What you are asked to do —
Print only the line with "of the young" and the lines after it, ending with the last line of the material, each exactly as it stands.

Record set —
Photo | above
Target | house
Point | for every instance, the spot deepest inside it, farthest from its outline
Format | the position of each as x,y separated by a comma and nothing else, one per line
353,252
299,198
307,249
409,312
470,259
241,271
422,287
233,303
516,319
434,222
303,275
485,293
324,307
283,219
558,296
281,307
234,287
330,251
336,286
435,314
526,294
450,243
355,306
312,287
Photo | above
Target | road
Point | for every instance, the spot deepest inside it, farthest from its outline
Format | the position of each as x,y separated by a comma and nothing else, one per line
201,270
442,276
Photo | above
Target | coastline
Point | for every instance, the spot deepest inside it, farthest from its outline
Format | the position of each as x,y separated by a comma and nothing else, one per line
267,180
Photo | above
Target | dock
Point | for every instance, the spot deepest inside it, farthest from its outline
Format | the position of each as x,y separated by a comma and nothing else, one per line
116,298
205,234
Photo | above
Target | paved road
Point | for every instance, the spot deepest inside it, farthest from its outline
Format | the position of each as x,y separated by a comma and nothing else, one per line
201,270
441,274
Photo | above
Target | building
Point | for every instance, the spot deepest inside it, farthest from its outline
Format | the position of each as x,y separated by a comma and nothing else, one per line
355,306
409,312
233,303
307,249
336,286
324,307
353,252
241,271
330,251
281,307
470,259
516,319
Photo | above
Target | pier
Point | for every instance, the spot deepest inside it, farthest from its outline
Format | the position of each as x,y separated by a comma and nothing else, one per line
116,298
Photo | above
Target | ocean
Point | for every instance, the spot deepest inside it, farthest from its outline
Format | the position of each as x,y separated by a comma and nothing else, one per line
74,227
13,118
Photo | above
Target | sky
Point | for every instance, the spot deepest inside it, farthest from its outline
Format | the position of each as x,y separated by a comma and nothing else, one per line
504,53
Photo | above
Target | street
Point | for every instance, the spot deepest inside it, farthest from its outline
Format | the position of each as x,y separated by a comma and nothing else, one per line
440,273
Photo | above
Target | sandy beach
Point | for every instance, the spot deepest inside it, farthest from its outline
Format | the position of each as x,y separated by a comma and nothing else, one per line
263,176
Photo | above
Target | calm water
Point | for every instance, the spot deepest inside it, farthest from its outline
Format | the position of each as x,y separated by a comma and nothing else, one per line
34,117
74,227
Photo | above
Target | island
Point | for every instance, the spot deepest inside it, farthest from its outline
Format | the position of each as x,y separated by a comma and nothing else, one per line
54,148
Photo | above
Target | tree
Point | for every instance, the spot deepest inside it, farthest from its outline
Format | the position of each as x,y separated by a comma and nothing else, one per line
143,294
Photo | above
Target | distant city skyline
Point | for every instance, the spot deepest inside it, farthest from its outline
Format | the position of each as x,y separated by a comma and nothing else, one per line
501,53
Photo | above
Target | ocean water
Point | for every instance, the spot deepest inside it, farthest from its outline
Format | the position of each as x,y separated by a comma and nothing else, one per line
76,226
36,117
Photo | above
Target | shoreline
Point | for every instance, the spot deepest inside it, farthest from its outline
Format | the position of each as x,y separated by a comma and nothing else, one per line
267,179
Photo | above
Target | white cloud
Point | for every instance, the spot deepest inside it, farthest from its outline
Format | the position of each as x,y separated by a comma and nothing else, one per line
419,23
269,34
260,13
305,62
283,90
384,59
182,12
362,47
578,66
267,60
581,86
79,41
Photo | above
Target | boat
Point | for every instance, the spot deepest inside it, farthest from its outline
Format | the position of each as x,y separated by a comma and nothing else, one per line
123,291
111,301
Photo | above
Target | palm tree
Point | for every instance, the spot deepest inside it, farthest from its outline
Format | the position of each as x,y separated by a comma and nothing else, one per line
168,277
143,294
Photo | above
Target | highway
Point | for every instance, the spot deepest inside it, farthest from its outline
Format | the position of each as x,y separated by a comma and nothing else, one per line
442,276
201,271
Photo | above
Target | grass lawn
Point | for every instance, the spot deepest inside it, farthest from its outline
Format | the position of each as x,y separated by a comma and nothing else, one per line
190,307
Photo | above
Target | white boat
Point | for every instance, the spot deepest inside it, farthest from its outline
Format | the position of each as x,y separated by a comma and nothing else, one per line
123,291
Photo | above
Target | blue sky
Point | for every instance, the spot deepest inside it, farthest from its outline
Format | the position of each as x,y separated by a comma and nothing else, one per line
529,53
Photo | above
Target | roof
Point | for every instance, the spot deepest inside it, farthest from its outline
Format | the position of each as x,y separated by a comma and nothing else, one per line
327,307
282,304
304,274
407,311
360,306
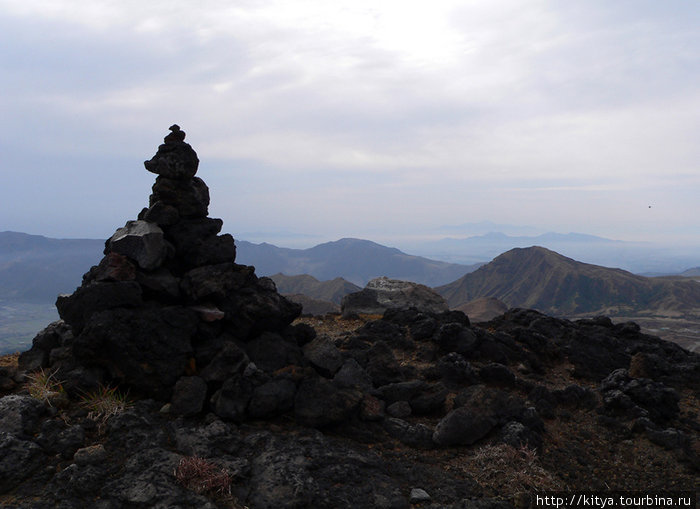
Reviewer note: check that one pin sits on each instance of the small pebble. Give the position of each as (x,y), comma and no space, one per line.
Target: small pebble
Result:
(418,495)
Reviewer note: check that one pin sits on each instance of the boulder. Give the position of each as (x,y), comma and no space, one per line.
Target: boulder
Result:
(319,403)
(144,349)
(189,197)
(324,356)
(189,395)
(77,308)
(383,293)
(175,159)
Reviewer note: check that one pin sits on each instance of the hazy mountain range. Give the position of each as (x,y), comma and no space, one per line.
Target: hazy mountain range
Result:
(538,278)
(637,257)
(36,269)
(355,260)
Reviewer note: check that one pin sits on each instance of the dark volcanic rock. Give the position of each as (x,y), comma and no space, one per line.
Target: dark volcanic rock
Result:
(76,309)
(19,459)
(189,197)
(175,159)
(145,349)
(383,293)
(189,395)
(140,241)
(168,315)
(462,427)
(319,403)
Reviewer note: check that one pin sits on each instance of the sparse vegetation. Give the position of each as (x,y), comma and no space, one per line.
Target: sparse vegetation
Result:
(502,466)
(104,403)
(203,476)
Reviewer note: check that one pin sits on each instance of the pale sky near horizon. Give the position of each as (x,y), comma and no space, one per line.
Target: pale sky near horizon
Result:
(372,119)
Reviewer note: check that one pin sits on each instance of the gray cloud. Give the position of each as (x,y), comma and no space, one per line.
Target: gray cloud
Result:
(354,117)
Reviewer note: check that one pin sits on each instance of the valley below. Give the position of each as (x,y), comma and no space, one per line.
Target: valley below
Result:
(20,322)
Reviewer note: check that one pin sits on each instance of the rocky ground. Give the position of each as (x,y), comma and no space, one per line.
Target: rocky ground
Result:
(177,378)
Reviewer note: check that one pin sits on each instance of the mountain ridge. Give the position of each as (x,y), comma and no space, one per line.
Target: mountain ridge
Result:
(355,260)
(542,279)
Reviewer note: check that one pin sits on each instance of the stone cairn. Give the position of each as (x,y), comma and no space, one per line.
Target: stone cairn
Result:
(168,315)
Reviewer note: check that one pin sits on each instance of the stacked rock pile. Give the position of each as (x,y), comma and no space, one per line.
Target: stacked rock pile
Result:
(167,300)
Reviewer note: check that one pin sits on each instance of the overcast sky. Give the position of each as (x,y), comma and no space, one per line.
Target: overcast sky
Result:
(375,119)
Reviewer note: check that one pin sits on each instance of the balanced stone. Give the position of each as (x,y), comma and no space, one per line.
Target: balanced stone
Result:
(175,159)
(142,242)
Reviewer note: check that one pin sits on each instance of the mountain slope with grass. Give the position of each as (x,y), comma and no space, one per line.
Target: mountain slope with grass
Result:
(331,291)
(36,269)
(541,279)
(354,260)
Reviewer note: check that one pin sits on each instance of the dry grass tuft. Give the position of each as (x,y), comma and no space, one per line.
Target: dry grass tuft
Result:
(502,466)
(104,403)
(43,386)
(202,476)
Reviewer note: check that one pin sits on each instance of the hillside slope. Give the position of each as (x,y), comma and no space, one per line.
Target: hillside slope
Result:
(355,260)
(36,269)
(332,291)
(538,278)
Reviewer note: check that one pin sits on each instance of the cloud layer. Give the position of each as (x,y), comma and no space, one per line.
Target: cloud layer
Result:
(357,117)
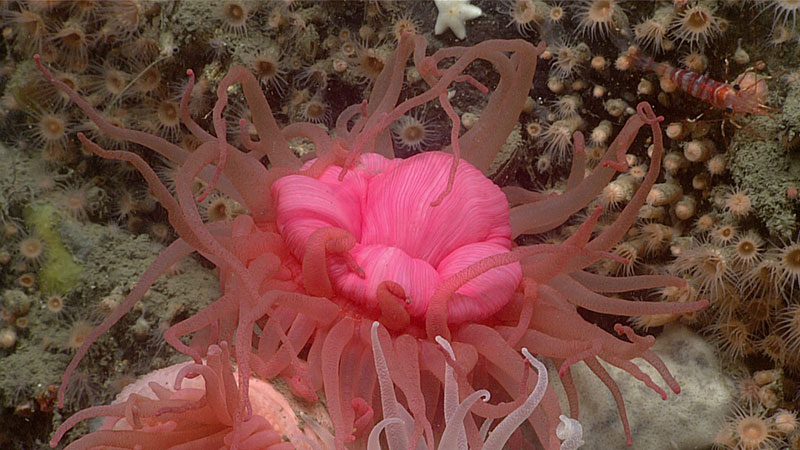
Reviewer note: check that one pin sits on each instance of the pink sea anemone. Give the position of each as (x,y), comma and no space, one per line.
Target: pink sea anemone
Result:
(425,246)
(151,413)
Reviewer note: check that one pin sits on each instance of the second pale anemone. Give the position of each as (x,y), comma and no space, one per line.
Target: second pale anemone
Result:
(425,246)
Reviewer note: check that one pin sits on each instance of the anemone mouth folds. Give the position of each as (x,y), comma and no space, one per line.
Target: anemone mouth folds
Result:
(385,206)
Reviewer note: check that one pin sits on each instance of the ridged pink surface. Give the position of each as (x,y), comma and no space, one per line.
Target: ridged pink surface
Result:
(386,205)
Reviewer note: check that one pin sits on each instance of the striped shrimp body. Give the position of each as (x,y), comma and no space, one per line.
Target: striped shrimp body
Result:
(746,95)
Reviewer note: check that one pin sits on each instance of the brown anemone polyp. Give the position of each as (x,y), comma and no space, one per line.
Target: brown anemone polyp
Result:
(302,284)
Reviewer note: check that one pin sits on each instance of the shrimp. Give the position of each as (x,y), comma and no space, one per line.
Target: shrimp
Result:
(746,95)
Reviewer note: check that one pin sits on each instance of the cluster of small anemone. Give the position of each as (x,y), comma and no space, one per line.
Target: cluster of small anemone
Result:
(697,223)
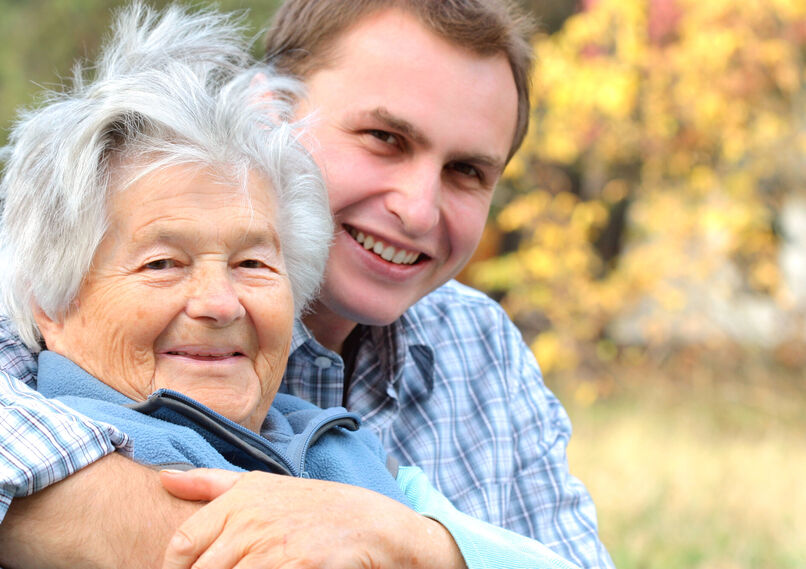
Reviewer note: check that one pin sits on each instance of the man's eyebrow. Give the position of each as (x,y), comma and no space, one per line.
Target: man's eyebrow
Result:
(483,160)
(399,124)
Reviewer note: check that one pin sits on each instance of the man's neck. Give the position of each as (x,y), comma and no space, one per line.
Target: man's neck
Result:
(329,329)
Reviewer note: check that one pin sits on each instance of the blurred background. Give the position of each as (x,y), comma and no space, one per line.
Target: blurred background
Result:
(649,240)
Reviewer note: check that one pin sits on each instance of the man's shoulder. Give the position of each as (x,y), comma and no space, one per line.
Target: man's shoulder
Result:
(457,321)
(455,298)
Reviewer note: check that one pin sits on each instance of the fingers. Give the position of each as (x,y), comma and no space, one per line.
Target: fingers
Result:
(194,539)
(203,484)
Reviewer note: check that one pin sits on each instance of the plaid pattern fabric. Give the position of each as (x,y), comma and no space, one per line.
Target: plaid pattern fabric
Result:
(449,387)
(452,388)
(44,442)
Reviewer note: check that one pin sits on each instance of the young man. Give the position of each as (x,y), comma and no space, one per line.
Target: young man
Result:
(417,106)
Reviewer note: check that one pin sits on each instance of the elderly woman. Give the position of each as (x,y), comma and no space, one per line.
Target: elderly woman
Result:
(161,230)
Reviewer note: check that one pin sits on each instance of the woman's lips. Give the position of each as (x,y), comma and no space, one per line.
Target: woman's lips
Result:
(205,354)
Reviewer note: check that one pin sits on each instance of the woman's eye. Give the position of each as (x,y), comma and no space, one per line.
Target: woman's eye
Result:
(160,264)
(383,136)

Task solution —
Reviewer note: check that one pin sits on each instance of the young man. Give the position of each as (x,y), comma and no space, one per line.
Target: young man
Result:
(417,106)
Reviewer note: check that one pin sits on each instance of the elderly woman. Give the position of each as (x,y), comma and no space, one per line.
Target: elderly woman
Result:
(161,230)
Reviewer note: check that one pin sits on each instance of the woman's lips. Give the position of each as (x,y), comma and no space, one per line.
Target: woman's lips
Result:
(205,354)
Reviewer note: check that one pin sits on each instance of the woman's eye. Give the position of each as (x,y), comma and no space, one per line.
Target: woman's eye
Result:
(160,264)
(383,136)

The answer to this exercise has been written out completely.